**INSTRUCTIONS TO FOLLOW**: Copy the lines below word for word, keeping every character and line break unchanged.

**MATERIAL FOR THIS EXERCISE**:
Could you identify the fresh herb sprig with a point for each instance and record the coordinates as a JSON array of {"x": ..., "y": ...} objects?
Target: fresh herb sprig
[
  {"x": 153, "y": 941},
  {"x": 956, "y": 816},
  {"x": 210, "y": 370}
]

**REPLY**:
Could you identify the fresh herb sprig with a point for each instance and record the coordinates as a JSON array of {"x": ..., "y": ...} objects?
Target: fresh herb sprig
[
  {"x": 153, "y": 941},
  {"x": 956, "y": 816},
  {"x": 210, "y": 370}
]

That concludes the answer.